== RECORDS FOR THE TASK ==
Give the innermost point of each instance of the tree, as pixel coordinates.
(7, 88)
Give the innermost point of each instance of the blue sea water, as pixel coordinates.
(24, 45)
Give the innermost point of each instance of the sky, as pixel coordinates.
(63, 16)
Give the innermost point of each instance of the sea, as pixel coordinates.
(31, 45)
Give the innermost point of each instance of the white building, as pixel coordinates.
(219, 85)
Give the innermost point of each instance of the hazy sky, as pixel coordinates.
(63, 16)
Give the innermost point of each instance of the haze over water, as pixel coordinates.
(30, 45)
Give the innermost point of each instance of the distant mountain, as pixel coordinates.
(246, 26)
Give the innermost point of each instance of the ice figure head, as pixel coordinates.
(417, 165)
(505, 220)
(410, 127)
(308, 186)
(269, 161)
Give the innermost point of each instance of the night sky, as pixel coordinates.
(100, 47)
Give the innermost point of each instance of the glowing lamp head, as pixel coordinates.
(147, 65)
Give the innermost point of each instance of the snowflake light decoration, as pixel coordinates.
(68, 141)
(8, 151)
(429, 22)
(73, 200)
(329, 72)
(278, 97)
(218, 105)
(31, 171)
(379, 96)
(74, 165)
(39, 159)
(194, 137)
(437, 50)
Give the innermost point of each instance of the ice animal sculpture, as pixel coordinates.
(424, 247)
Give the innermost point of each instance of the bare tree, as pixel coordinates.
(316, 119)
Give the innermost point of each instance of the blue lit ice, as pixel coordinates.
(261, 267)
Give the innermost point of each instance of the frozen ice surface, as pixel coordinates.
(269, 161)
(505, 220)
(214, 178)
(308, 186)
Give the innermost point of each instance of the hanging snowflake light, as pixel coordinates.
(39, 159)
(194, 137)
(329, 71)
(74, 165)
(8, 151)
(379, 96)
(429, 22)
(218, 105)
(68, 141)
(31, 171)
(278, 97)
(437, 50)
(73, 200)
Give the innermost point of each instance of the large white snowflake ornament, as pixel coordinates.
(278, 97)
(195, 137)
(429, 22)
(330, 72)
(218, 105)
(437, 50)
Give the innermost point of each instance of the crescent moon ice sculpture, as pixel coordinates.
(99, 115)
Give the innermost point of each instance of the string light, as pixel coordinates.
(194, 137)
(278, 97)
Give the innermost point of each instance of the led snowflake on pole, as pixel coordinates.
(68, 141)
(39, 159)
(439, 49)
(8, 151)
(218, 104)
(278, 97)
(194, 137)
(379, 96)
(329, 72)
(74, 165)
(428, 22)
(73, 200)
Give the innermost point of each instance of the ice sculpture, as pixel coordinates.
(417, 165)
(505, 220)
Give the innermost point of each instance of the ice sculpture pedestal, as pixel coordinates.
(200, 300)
===
== PROMPT ==
Repeat every line of the items above, changing nothing.

== FINISHED EXERCISE ==
Give the innermost point of each instance of the tree, as pixel coordinates.
(7, 88)
Give the innermost point of each instance of the blue sea water, as pixel coordinates.
(24, 45)
Give the innermost point of each instance of the sky, as pixel coordinates.
(63, 16)
Give the innermost point of each instance of the sea, as pixel coordinates.
(31, 45)
Give the innermost point of each instance of the white building, as pixel coordinates.
(219, 85)
Give the innermost point of each instance of the hazy sky, as pixel coordinates.
(63, 16)
Give the innermost point of each instance of the haze over water, as pixel coordinates.
(30, 45)
Give the innermost point of each instance of the distant mountain, as pixel coordinates.
(246, 26)
Give the innermost point of each instance of the ice figure head, as pixel coordinates.
(417, 165)
(505, 220)
(410, 127)
(308, 186)
(269, 161)
Give the innermost point of each instance of the night sky, as pixel coordinates.
(100, 47)
Give the innermost point of each instance of the glowing lamp head, as pixel coordinates.
(147, 65)
Give the innermost point of each instance of the snowflake light decoration, as pixel coordinates.
(68, 141)
(8, 151)
(429, 22)
(73, 200)
(329, 72)
(278, 97)
(218, 105)
(31, 171)
(379, 96)
(74, 165)
(39, 159)
(194, 137)
(437, 50)
Give the innermost point of each instance of the ice animal sculpture, as pixel coordinates.
(424, 247)
Give the innermost point of each instance of the bare tree, as pixel coordinates.
(316, 119)
Give the innermost point of each instance of the blue lit ice, as pixel coordinates.
(261, 267)
Give the innermost point of each instance of the frozen ice surface, as pixel coordinates.
(269, 161)
(505, 220)
(214, 178)
(308, 186)
Give the innermost point of each instance of the hanging snowflake light, as pixel coordinates.
(39, 159)
(194, 137)
(329, 71)
(74, 165)
(8, 151)
(379, 96)
(429, 22)
(218, 105)
(68, 141)
(31, 171)
(278, 97)
(437, 50)
(73, 200)
Give the innermost point of each instance of the large white snowflake ornament, as pixel coordinates.
(278, 97)
(195, 137)
(429, 22)
(330, 72)
(218, 105)
(437, 50)
Give the innermost point of each instance of the crescent moon ice sculpture, as pixel coordinates.
(99, 115)
Give the innermost point of each instance of the string light, as pixel coordinates.
(194, 137)
(278, 97)
Give the innermost point of each instance of the led snowflake on pole, as pixel coordinates.
(68, 141)
(39, 159)
(439, 49)
(8, 151)
(218, 104)
(278, 97)
(194, 137)
(379, 96)
(329, 72)
(74, 165)
(428, 22)
(73, 200)
Give the innermost point of each instance of the ice sculpture, as pixel coordinates.
(417, 165)
(505, 220)
Give the innermost point of each instance of the ice sculpture pedestal, as pixel coordinates.
(200, 300)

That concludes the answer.